* Start Dataset entries *
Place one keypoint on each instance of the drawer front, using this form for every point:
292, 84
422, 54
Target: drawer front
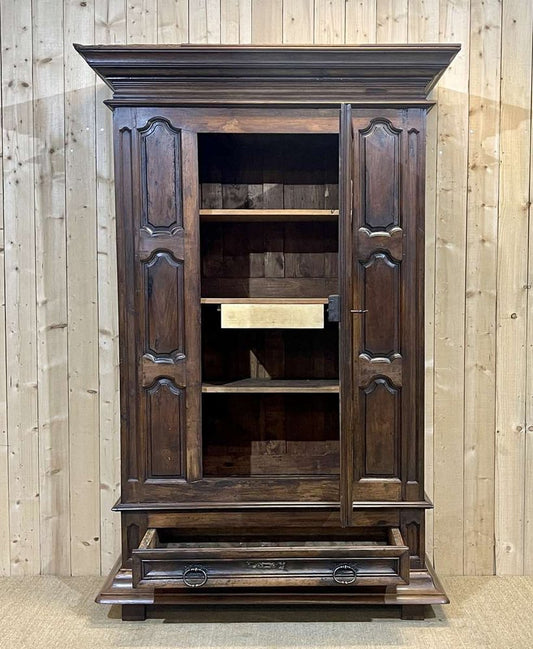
223, 567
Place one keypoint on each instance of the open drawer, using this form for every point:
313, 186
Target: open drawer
164, 562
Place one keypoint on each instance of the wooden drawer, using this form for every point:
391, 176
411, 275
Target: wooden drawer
162, 562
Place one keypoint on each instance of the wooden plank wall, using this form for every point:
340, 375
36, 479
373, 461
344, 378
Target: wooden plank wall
58, 318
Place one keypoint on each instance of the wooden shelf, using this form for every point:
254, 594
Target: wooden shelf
264, 300
247, 215
274, 386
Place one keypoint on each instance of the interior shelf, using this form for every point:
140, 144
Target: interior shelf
273, 386
278, 215
264, 300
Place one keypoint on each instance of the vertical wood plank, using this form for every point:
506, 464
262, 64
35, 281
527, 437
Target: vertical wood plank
480, 300
110, 27
5, 567
21, 356
236, 21
449, 298
267, 22
298, 21
82, 292
49, 161
391, 21
204, 21
423, 27
528, 486
329, 21
423, 21
360, 21
172, 21
142, 21
515, 125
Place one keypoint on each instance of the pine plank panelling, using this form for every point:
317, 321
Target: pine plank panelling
391, 21
298, 21
515, 130
51, 279
172, 21
423, 27
110, 27
449, 292
236, 21
360, 21
528, 487
5, 544
329, 21
59, 376
82, 293
204, 21
480, 302
141, 21
267, 21
20, 296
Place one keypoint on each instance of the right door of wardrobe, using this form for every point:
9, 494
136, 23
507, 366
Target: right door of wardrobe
381, 234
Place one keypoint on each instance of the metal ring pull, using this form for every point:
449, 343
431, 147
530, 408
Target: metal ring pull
194, 577
345, 574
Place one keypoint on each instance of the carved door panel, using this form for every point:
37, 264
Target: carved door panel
159, 299
382, 233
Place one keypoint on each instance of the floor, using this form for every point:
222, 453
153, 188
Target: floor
45, 612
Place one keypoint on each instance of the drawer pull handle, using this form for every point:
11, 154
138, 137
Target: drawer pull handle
194, 577
344, 574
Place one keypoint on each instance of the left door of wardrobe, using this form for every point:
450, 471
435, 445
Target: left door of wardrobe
159, 303
222, 212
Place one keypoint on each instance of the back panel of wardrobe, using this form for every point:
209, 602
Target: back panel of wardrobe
282, 255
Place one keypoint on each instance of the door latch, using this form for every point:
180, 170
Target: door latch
334, 308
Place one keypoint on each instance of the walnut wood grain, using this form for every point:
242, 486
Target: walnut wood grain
228, 187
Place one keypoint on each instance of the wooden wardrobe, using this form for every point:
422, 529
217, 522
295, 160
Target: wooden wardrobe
270, 233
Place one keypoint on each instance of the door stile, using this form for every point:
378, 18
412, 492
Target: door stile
191, 208
346, 320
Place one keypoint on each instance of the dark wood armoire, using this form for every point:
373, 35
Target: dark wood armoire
270, 232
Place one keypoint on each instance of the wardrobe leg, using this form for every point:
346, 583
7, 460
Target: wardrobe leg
413, 612
134, 612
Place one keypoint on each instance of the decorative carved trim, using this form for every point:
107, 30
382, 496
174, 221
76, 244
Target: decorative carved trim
145, 133
192, 74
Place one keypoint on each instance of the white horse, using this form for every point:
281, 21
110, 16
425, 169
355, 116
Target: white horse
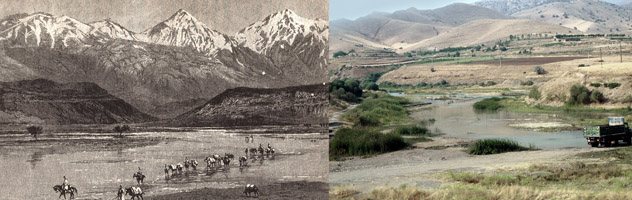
135, 192
210, 162
243, 161
251, 188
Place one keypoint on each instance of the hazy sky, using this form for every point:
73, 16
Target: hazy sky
227, 16
353, 9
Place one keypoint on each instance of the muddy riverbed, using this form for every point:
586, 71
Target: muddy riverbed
96, 164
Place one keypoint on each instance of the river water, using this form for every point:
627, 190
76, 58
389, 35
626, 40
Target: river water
461, 120
28, 173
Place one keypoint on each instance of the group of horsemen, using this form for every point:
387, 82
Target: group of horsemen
121, 192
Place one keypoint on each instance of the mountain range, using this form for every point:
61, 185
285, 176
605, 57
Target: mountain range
178, 60
462, 24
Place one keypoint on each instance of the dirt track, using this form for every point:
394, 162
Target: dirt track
527, 61
419, 167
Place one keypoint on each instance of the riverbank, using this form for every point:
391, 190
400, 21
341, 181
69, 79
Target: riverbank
282, 190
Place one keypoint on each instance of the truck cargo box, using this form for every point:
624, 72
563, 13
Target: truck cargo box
603, 130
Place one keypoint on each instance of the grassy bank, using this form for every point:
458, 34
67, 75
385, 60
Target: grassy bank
495, 146
578, 116
378, 111
610, 178
363, 141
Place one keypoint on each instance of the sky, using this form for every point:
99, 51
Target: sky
226, 16
353, 9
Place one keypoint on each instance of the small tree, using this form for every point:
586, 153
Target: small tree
539, 70
34, 130
121, 129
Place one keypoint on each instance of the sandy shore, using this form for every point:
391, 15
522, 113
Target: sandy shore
285, 190
420, 166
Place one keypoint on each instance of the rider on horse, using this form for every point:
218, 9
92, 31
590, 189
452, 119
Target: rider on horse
120, 194
139, 172
65, 186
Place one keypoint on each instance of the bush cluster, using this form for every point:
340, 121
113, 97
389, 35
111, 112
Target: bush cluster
360, 141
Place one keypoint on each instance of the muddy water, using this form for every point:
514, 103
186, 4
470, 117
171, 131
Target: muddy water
29, 173
460, 120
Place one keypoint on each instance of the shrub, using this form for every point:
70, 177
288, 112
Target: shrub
495, 146
539, 70
579, 95
596, 96
612, 85
358, 142
34, 130
490, 104
346, 89
375, 112
340, 53
526, 83
412, 130
534, 93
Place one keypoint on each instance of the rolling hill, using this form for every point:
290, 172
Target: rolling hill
296, 105
44, 101
177, 60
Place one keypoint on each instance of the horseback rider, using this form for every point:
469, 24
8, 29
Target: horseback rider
65, 185
139, 173
120, 193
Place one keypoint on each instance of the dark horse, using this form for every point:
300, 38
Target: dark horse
135, 192
60, 189
139, 177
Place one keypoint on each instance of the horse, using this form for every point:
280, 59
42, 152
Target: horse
179, 167
270, 150
139, 177
226, 161
135, 192
261, 150
243, 161
253, 151
60, 189
251, 188
193, 164
210, 162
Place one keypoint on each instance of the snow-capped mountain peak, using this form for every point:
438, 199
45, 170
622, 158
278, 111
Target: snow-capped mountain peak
45, 29
284, 26
183, 29
110, 29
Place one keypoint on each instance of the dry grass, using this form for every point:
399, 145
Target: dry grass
473, 192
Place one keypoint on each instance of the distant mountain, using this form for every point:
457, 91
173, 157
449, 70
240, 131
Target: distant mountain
391, 30
584, 15
296, 105
486, 30
111, 30
44, 101
184, 30
174, 109
513, 6
177, 60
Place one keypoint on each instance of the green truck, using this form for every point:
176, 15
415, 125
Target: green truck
609, 134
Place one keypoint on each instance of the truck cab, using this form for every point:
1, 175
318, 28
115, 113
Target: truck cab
609, 134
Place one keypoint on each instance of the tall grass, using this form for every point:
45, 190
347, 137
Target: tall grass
491, 104
362, 141
378, 111
495, 146
412, 130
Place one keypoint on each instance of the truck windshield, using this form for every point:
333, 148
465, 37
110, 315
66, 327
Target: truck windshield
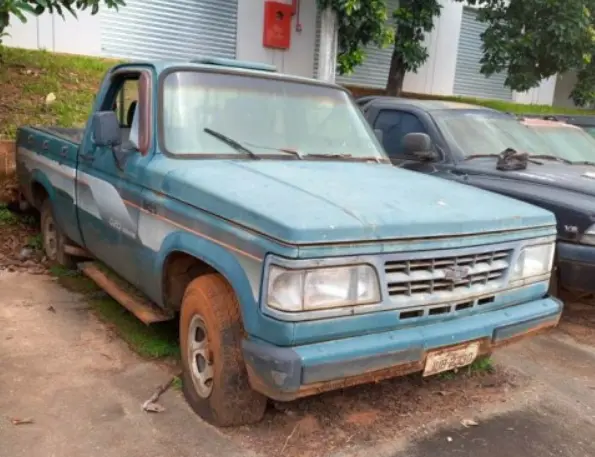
476, 132
262, 116
566, 142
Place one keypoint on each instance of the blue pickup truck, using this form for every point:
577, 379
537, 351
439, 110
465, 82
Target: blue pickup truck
260, 210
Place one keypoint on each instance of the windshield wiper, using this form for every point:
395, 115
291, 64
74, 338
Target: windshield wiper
231, 142
583, 162
285, 150
480, 156
550, 157
508, 160
343, 156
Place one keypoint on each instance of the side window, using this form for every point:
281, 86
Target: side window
124, 101
395, 125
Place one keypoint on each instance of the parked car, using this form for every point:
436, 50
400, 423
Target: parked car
261, 208
479, 146
584, 121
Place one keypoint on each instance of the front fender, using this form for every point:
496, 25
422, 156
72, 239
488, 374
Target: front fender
225, 262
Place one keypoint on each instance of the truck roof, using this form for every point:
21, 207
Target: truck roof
228, 66
536, 122
427, 105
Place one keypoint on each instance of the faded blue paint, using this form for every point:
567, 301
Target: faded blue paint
299, 366
233, 213
328, 205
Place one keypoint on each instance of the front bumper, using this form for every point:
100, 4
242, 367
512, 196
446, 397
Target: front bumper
576, 266
284, 373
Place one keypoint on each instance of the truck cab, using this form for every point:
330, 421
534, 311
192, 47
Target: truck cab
260, 211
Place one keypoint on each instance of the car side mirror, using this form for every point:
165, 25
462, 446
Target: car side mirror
379, 134
419, 145
106, 129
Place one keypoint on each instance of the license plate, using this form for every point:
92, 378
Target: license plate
451, 358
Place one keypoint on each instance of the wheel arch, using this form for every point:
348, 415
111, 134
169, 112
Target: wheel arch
184, 256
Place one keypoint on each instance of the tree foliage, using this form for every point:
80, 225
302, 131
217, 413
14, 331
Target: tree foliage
361, 23
413, 18
528, 40
20, 8
531, 40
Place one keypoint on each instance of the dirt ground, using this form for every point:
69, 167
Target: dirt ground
82, 388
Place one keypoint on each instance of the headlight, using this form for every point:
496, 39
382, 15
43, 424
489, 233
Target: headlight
589, 236
320, 288
534, 261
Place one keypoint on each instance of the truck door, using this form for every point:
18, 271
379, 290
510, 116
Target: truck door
108, 189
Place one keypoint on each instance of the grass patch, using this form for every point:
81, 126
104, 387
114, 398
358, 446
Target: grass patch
7, 217
155, 341
27, 77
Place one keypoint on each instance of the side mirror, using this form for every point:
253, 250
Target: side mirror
106, 129
379, 134
419, 145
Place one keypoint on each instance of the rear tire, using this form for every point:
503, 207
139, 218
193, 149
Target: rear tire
54, 240
215, 381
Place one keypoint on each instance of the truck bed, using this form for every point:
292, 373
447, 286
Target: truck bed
73, 135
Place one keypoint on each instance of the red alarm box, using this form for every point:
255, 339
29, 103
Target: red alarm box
277, 25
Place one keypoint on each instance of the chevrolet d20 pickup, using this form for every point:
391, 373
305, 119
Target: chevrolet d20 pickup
260, 210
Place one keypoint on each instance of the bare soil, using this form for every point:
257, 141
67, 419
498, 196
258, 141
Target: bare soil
352, 418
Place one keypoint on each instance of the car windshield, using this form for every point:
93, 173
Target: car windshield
225, 114
570, 143
589, 129
477, 132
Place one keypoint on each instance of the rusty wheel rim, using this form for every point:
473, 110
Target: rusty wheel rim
200, 359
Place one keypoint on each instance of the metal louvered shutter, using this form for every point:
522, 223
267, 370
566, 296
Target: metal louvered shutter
468, 78
317, 42
166, 29
373, 72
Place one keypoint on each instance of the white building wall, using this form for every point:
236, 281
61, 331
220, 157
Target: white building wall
563, 87
52, 33
437, 75
298, 59
541, 95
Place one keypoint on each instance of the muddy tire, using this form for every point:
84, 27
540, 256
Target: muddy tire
214, 379
53, 238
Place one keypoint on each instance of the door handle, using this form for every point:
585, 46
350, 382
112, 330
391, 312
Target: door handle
150, 207
87, 157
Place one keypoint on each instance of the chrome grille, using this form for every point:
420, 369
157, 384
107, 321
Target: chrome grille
429, 278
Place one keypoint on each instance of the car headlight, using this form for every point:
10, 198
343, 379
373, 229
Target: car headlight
534, 261
321, 288
589, 236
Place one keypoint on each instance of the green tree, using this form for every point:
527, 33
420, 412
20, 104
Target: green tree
414, 18
19, 9
360, 23
531, 40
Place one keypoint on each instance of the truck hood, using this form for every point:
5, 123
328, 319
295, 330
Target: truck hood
566, 190
306, 202
553, 175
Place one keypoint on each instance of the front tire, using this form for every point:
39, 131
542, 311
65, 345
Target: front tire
214, 378
54, 240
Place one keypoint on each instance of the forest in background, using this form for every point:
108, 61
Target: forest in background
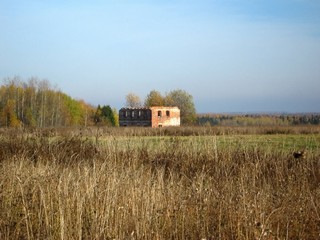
35, 103
284, 119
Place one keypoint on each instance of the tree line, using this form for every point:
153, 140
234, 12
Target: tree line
258, 119
35, 103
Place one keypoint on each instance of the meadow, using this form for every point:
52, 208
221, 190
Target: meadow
170, 183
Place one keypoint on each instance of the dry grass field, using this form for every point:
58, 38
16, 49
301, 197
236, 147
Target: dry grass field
186, 183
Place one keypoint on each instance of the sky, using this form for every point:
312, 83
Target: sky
230, 55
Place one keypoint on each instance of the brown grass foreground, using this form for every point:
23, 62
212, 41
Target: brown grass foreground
159, 188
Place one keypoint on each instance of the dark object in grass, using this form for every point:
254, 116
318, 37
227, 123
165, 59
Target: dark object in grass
299, 154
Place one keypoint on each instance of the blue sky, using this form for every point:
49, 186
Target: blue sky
231, 55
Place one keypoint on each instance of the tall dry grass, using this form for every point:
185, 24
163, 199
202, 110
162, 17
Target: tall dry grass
71, 187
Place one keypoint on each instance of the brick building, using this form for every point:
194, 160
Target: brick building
150, 117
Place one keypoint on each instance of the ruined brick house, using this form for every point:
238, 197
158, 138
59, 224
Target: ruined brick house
150, 117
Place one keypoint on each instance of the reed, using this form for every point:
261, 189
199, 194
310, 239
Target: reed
75, 185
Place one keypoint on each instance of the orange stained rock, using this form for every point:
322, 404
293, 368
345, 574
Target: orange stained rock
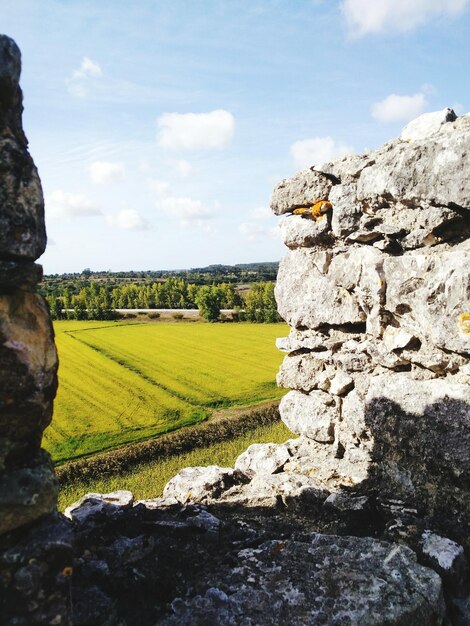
319, 208
464, 323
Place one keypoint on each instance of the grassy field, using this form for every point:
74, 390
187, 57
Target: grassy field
147, 480
126, 382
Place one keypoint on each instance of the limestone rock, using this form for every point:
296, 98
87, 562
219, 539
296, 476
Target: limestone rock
92, 504
427, 124
445, 556
22, 230
341, 384
19, 275
197, 484
262, 458
308, 296
302, 371
346, 210
28, 367
370, 582
286, 489
36, 572
313, 415
27, 493
11, 97
299, 232
432, 171
303, 189
430, 292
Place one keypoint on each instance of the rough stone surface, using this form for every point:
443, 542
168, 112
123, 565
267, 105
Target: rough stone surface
331, 580
445, 556
297, 231
304, 189
377, 297
313, 415
427, 124
93, 504
35, 543
197, 484
262, 458
35, 573
22, 230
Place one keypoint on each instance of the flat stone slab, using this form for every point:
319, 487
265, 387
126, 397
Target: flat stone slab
330, 580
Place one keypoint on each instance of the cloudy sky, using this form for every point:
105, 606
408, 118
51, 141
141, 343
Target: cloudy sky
160, 127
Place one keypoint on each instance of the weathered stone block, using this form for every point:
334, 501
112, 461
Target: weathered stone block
28, 367
313, 415
27, 492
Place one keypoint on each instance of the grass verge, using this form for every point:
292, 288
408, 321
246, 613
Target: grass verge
145, 468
* End Dataset entries *
## What you are asked to do:
Produce an exact copy of the lines from the one containing "Place one keypoint on each instance of the grassy field, using" through the last line, and of nothing else.

## Task answer:
Place one keypoint on each instance of the grassy field, using this form for every point:
74, 390
187, 57
Target: grassy field
147, 480
126, 382
Place one keypoint on each instance of the limestone rock, using this form for every point:
296, 98
87, 562
219, 539
296, 476
Target: limestone rock
92, 504
427, 124
445, 556
22, 230
341, 384
19, 275
197, 484
262, 458
308, 296
302, 371
346, 210
28, 367
370, 582
286, 489
36, 572
313, 415
27, 493
11, 97
299, 232
432, 171
303, 189
430, 292
Place one keypoint on each instance of the rough stone surface, using this form for every point:
443, 542
168, 112
123, 565
267, 105
Target: rough stone surface
331, 580
445, 556
297, 231
304, 189
377, 297
313, 415
427, 124
93, 504
35, 543
197, 484
262, 458
35, 573
22, 230
Place one keypoint on each instance of the flat stone slab, using this form for every point:
319, 487
265, 387
126, 397
Target: flat stone slab
330, 580
Place one keypoint on each instance of the cloudy sky, using this form for every point:
105, 606
408, 118
51, 141
141, 343
Target: cloudy sky
160, 127
Place one keypoint on each instance of the weathered stone block, using this form for every point:
334, 501
112, 461
Target: weathered stone block
28, 367
313, 415
27, 492
Place one keypoint on each instance of the grass verge, using this form for every point:
292, 288
408, 321
246, 613
Target: grass verge
145, 468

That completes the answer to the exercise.